## Text excerpt
Document - Brazil: Indigenous community faces eviction


UA: 321/12 Index: AMR 19/016/2012 Brazil Date: 26 October 2012URGENT ACTION INDIGENOUS COMMUNITY FACES EVICTION The 170-strong Guarani-Kaiowá indigenous community of Pyelito Kue/Mbarakay – including 70 children – faces imminent eviction from their ancestral lands in Mato Grosso do Sul state, Brazil. If they are evicted, they would end up living in extremely dangerous conditions, camped by the side of a road. For almost a year, the Guarani-Kaiowá community of Pyelito Kue/Mbarakay has been occupying two hectares of forest on the banks of the Hovy river, in the Cambará farm in the municipality of Iguatemi, Mato Grosso do Sul state. The community reoccupied this small portion of their ancestral lands in November 2011, after a truckload of gunmen attacked their previous encampment by the side of a dirt track, burning their huts and belongings and firing at the community with rubber bullets. Since the reoccupation, farmers have blocked off entry points and the community has been denied access to schooling, healthcare and deliveries of food supplies.

On 17 September, a regional federal court upheld an eviction order lodged by the farmers. The decision has been challenged by federal prosecutors on the grounds that the judge did not take into consideration that these lands had been traditionally occupied by the group, a fact clearly demonstrated in a technical anthropological report, published by Brazil’s indigenous agency (Fundação Nacional do Índio, FUNAI) in March 2012. In other cases, judges have allowed indigenous groups leave to remain on the land while the often long and drawn-out process of land demarcation takes place.

The community has reaffirmed their rights to their ancestral lands and vowed to resist any attempts to remove them. In an open letter to the Brazilian government and the judiciary, the community wrote: “We know that we will be driven out from the side of the river by the courts, but we have decided that we will not leave. As a native, historically indigenous people, we have decided that we will be killed here together.”

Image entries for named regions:
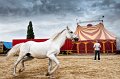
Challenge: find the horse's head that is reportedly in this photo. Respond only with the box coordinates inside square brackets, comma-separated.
[66, 26, 78, 41]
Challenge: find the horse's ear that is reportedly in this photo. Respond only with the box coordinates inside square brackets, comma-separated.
[66, 26, 70, 30]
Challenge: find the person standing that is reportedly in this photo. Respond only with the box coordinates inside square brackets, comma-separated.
[93, 40, 101, 60]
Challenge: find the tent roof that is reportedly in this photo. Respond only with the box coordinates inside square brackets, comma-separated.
[3, 42, 12, 49]
[75, 23, 116, 41]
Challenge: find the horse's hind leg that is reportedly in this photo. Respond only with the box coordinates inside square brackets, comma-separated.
[13, 56, 25, 76]
[19, 56, 33, 72]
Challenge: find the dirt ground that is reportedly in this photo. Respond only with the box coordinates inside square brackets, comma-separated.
[0, 55, 120, 79]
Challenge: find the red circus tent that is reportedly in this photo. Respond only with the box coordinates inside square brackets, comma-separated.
[75, 23, 116, 53]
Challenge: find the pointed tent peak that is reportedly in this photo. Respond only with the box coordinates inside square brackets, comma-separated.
[66, 26, 70, 30]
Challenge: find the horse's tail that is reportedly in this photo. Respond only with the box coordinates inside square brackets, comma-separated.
[6, 43, 22, 60]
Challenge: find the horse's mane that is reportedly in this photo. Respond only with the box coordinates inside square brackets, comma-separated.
[50, 29, 66, 40]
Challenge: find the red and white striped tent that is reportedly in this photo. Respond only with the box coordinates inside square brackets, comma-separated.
[75, 23, 116, 53]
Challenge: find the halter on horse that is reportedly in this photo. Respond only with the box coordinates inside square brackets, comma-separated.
[7, 27, 77, 76]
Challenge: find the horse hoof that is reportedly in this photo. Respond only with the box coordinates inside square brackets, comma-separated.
[18, 69, 24, 73]
[46, 73, 50, 76]
[13, 74, 18, 77]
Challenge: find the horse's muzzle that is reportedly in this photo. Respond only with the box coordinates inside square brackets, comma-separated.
[74, 37, 79, 41]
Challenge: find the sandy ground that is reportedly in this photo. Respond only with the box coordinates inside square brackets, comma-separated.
[0, 55, 120, 79]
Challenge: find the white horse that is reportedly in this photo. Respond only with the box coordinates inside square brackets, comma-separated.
[6, 27, 77, 76]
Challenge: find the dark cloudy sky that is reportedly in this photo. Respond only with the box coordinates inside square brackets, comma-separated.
[0, 0, 120, 41]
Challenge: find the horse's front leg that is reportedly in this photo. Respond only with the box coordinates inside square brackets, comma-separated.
[46, 58, 52, 76]
[13, 57, 23, 76]
[47, 54, 60, 75]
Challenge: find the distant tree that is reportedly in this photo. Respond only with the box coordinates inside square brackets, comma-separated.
[27, 21, 35, 39]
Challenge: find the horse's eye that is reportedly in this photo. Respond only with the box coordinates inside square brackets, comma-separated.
[70, 31, 73, 33]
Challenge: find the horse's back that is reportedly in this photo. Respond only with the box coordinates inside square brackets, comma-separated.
[25, 41, 50, 58]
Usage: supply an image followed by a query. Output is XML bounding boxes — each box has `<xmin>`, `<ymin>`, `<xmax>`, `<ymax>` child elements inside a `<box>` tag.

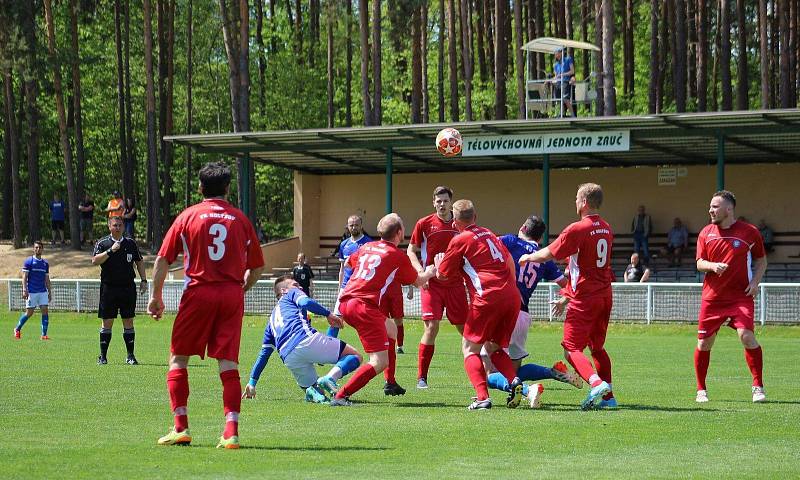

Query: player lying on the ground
<box><xmin>242</xmin><ymin>275</ymin><xmax>361</xmax><ymax>403</ymax></box>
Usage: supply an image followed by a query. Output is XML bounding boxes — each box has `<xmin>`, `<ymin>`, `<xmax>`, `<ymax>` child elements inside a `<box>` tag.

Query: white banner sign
<box><xmin>462</xmin><ymin>130</ymin><xmax>631</xmax><ymax>157</ymax></box>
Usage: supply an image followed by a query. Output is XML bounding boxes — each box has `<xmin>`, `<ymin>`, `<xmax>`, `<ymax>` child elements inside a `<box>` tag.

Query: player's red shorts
<box><xmin>420</xmin><ymin>283</ymin><xmax>468</xmax><ymax>325</ymax></box>
<box><xmin>561</xmin><ymin>295</ymin><xmax>612</xmax><ymax>351</ymax></box>
<box><xmin>464</xmin><ymin>289</ymin><xmax>520</xmax><ymax>348</ymax></box>
<box><xmin>170</xmin><ymin>284</ymin><xmax>244</xmax><ymax>363</ymax></box>
<box><xmin>380</xmin><ymin>293</ymin><xmax>403</xmax><ymax>320</ymax></box>
<box><xmin>697</xmin><ymin>297</ymin><xmax>755</xmax><ymax>339</ymax></box>
<box><xmin>339</xmin><ymin>298</ymin><xmax>389</xmax><ymax>353</ymax></box>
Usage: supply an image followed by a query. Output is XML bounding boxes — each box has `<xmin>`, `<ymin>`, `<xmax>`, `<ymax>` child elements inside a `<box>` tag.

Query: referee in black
<box><xmin>92</xmin><ymin>217</ymin><xmax>147</xmax><ymax>365</ymax></box>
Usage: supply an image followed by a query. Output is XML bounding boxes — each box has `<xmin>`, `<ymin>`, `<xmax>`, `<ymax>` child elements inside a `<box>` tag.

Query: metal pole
<box><xmin>386</xmin><ymin>147</ymin><xmax>392</xmax><ymax>214</ymax></box>
<box><xmin>542</xmin><ymin>153</ymin><xmax>550</xmax><ymax>246</ymax></box>
<box><xmin>717</xmin><ymin>133</ymin><xmax>725</xmax><ymax>190</ymax></box>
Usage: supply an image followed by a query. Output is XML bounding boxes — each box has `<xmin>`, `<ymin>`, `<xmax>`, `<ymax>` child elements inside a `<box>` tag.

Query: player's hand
<box><xmin>328</xmin><ymin>313</ymin><xmax>344</xmax><ymax>328</ymax></box>
<box><xmin>242</xmin><ymin>383</ymin><xmax>256</xmax><ymax>398</ymax></box>
<box><xmin>147</xmin><ymin>298</ymin><xmax>164</xmax><ymax>320</ymax></box>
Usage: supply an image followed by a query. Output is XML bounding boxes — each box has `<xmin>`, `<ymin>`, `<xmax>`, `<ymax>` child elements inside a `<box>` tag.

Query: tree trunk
<box><xmin>3</xmin><ymin>70</ymin><xmax>24</xmax><ymax>248</ymax></box>
<box><xmin>17</xmin><ymin>2</ymin><xmax>42</xmax><ymax>240</ymax></box>
<box><xmin>69</xmin><ymin>0</ymin><xmax>86</xmax><ymax>198</ymax></box>
<box><xmin>372</xmin><ymin>0</ymin><xmax>383</xmax><ymax>125</ymax></box>
<box><xmin>411</xmin><ymin>5</ymin><xmax>422</xmax><ymax>123</ymax></box>
<box><xmin>647</xmin><ymin>0</ymin><xmax>659</xmax><ymax>113</ymax></box>
<box><xmin>672</xmin><ymin>0</ymin><xmax>686</xmax><ymax>113</ymax></box>
<box><xmin>514</xmin><ymin>0</ymin><xmax>524</xmax><ymax>118</ymax></box>
<box><xmin>327</xmin><ymin>1</ymin><xmax>336</xmax><ymax>128</ymax></box>
<box><xmin>697</xmin><ymin>0</ymin><xmax>708</xmax><ymax>112</ymax></box>
<box><xmin>719</xmin><ymin>0</ymin><xmax>733</xmax><ymax>111</ymax></box>
<box><xmin>447</xmin><ymin>0</ymin><xmax>459</xmax><ymax>122</ymax></box>
<box><xmin>144</xmin><ymin>0</ymin><xmax>162</xmax><ymax>250</ymax></box>
<box><xmin>603</xmin><ymin>0</ymin><xmax>617</xmax><ymax>116</ymax></box>
<box><xmin>44</xmin><ymin>0</ymin><xmax>81</xmax><ymax>250</ymax></box>
<box><xmin>358</xmin><ymin>0</ymin><xmax>374</xmax><ymax>126</ymax></box>
<box><xmin>494</xmin><ymin>0</ymin><xmax>508</xmax><ymax>120</ymax></box>
<box><xmin>736</xmin><ymin>0</ymin><xmax>750</xmax><ymax>110</ymax></box>
<box><xmin>778</xmin><ymin>0</ymin><xmax>793</xmax><ymax>108</ymax></box>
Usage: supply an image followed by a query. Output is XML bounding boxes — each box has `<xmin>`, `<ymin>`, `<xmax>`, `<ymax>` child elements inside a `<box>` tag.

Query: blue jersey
<box><xmin>50</xmin><ymin>200</ymin><xmax>64</xmax><ymax>222</ymax></box>
<box><xmin>500</xmin><ymin>233</ymin><xmax>564</xmax><ymax>312</ymax></box>
<box><xmin>336</xmin><ymin>235</ymin><xmax>372</xmax><ymax>289</ymax></box>
<box><xmin>22</xmin><ymin>257</ymin><xmax>50</xmax><ymax>293</ymax></box>
<box><xmin>262</xmin><ymin>288</ymin><xmax>330</xmax><ymax>360</ymax></box>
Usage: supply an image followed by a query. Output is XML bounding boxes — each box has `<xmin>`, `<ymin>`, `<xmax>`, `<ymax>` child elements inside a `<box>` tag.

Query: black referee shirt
<box><xmin>94</xmin><ymin>235</ymin><xmax>142</xmax><ymax>287</ymax></box>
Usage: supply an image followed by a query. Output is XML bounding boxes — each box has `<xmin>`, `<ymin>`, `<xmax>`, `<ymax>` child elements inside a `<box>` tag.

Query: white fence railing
<box><xmin>6</xmin><ymin>279</ymin><xmax>800</xmax><ymax>325</ymax></box>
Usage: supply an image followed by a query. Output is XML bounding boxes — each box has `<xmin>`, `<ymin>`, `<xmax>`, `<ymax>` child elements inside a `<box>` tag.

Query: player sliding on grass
<box><xmin>147</xmin><ymin>163</ymin><xmax>264</xmax><ymax>448</ymax></box>
<box><xmin>434</xmin><ymin>200</ymin><xmax>522</xmax><ymax>410</ymax></box>
<box><xmin>481</xmin><ymin>215</ymin><xmax>583</xmax><ymax>408</ymax></box>
<box><xmin>694</xmin><ymin>190</ymin><xmax>767</xmax><ymax>403</ymax></box>
<box><xmin>331</xmin><ymin>213</ymin><xmax>436</xmax><ymax>406</ymax></box>
<box><xmin>519</xmin><ymin>183</ymin><xmax>617</xmax><ymax>410</ymax></box>
<box><xmin>242</xmin><ymin>274</ymin><xmax>361</xmax><ymax>403</ymax></box>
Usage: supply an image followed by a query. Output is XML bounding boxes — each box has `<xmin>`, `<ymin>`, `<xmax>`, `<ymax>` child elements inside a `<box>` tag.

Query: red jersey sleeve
<box><xmin>547</xmin><ymin>223</ymin><xmax>581</xmax><ymax>260</ymax></box>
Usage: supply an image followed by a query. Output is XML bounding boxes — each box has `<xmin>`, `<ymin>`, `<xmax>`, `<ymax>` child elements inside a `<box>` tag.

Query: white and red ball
<box><xmin>436</xmin><ymin>127</ymin><xmax>464</xmax><ymax>157</ymax></box>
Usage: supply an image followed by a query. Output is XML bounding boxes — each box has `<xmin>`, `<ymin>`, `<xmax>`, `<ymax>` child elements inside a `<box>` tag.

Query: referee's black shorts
<box><xmin>97</xmin><ymin>283</ymin><xmax>137</xmax><ymax>319</ymax></box>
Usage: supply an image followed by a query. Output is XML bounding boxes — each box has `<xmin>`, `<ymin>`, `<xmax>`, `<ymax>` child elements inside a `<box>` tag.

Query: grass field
<box><xmin>0</xmin><ymin>313</ymin><xmax>800</xmax><ymax>479</ymax></box>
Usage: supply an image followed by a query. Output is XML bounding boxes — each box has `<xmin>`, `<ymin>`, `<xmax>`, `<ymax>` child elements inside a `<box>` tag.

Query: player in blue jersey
<box><xmin>482</xmin><ymin>215</ymin><xmax>583</xmax><ymax>408</ymax></box>
<box><xmin>14</xmin><ymin>240</ymin><xmax>53</xmax><ymax>340</ymax></box>
<box><xmin>242</xmin><ymin>274</ymin><xmax>361</xmax><ymax>403</ymax></box>
<box><xmin>327</xmin><ymin>215</ymin><xmax>372</xmax><ymax>338</ymax></box>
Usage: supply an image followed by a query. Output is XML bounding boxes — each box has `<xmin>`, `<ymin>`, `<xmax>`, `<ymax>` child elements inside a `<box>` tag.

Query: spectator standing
<box><xmin>292</xmin><ymin>253</ymin><xmax>314</xmax><ymax>297</ymax></box>
<box><xmin>631</xmin><ymin>205</ymin><xmax>652</xmax><ymax>262</ymax></box>
<box><xmin>122</xmin><ymin>197</ymin><xmax>136</xmax><ymax>239</ymax></box>
<box><xmin>625</xmin><ymin>252</ymin><xmax>650</xmax><ymax>283</ymax></box>
<box><xmin>50</xmin><ymin>193</ymin><xmax>66</xmax><ymax>246</ymax></box>
<box><xmin>661</xmin><ymin>217</ymin><xmax>689</xmax><ymax>267</ymax></box>
<box><xmin>78</xmin><ymin>193</ymin><xmax>94</xmax><ymax>245</ymax></box>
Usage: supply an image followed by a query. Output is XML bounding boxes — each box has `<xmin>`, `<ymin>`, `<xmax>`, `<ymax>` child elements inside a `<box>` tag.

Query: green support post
<box><xmin>717</xmin><ymin>133</ymin><xmax>725</xmax><ymax>190</ymax></box>
<box><xmin>542</xmin><ymin>153</ymin><xmax>550</xmax><ymax>246</ymax></box>
<box><xmin>386</xmin><ymin>147</ymin><xmax>392</xmax><ymax>214</ymax></box>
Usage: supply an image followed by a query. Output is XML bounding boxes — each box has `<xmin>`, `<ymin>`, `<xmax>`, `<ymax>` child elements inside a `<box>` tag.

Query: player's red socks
<box><xmin>464</xmin><ymin>353</ymin><xmax>489</xmax><ymax>401</ymax></box>
<box><xmin>383</xmin><ymin>338</ymin><xmax>397</xmax><ymax>383</ymax></box>
<box><xmin>219</xmin><ymin>369</ymin><xmax>242</xmax><ymax>438</ymax></box>
<box><xmin>336</xmin><ymin>363</ymin><xmax>378</xmax><ymax>398</ymax></box>
<box><xmin>592</xmin><ymin>348</ymin><xmax>611</xmax><ymax>384</ymax></box>
<box><xmin>744</xmin><ymin>346</ymin><xmax>764</xmax><ymax>387</ymax></box>
<box><xmin>167</xmin><ymin>368</ymin><xmax>189</xmax><ymax>432</ymax></box>
<box><xmin>567</xmin><ymin>350</ymin><xmax>602</xmax><ymax>387</ymax></box>
<box><xmin>417</xmin><ymin>343</ymin><xmax>436</xmax><ymax>380</ymax></box>
<box><xmin>489</xmin><ymin>349</ymin><xmax>517</xmax><ymax>384</ymax></box>
<box><xmin>694</xmin><ymin>348</ymin><xmax>712</xmax><ymax>390</ymax></box>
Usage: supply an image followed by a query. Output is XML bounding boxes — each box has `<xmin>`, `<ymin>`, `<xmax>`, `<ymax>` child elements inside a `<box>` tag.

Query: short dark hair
<box><xmin>199</xmin><ymin>162</ymin><xmax>231</xmax><ymax>198</ymax></box>
<box><xmin>433</xmin><ymin>185</ymin><xmax>453</xmax><ymax>200</ymax></box>
<box><xmin>274</xmin><ymin>273</ymin><xmax>294</xmax><ymax>298</ymax></box>
<box><xmin>711</xmin><ymin>190</ymin><xmax>736</xmax><ymax>207</ymax></box>
<box><xmin>519</xmin><ymin>215</ymin><xmax>547</xmax><ymax>242</ymax></box>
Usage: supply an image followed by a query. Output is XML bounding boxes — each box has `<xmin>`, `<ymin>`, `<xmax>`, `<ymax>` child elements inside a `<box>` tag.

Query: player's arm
<box><xmin>147</xmin><ymin>255</ymin><xmax>169</xmax><ymax>320</ymax></box>
<box><xmin>242</xmin><ymin>344</ymin><xmax>275</xmax><ymax>398</ymax></box>
<box><xmin>745</xmin><ymin>255</ymin><xmax>767</xmax><ymax>297</ymax></box>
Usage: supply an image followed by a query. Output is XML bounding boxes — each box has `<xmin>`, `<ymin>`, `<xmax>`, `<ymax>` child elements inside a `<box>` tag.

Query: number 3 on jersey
<box><xmin>208</xmin><ymin>223</ymin><xmax>228</xmax><ymax>262</ymax></box>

## What the task requires
Pull out the passage of the Guarani-Kaiowá eviction alert from "On 17 September, a" to "demarcation takes place.", copied word for word.

## Reply to the task
On 17 September, a regional federal court upheld an eviction order lodged by the farmers. The decision has been challenged by federal prosecutors on the grounds that the judge did not take into consideration that these lands had been traditionally occupied by the group, a fact clearly demonstrated in a technical anthropological report, published by Brazil’s indigenous agency (Fundação Nacional do Índio, FUNAI) in March 2012. In other cases, judges have allowed indigenous groups leave to remain on the land while the often long and drawn-out process of land demarcation takes place.